### What you should do
Rewrite the data below with every instance of "cabinet" changed to "cupboard", keeping all other text unchanged.

>> begin Provided records

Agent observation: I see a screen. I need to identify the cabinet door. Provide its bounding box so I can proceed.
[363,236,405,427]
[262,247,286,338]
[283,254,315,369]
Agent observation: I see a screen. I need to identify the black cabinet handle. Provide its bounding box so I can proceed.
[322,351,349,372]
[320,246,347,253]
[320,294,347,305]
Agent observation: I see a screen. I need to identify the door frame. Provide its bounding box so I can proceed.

>> end Provided records

### Task answer
Agent observation: I see a screen. I need to identify the cupboard door. Provide its bounding box so I can proceed.
[363,236,405,427]
[262,247,286,338]
[283,254,315,369]
Agent observation: I see a screen. I need to identify the black cupboard handle. Provide its bounding box so I can proceed.
[322,351,349,372]
[320,246,347,253]
[320,294,347,305]
Agent observation: I see a screen. I need to identify the door frame. Provide its bounding box so I can proceed.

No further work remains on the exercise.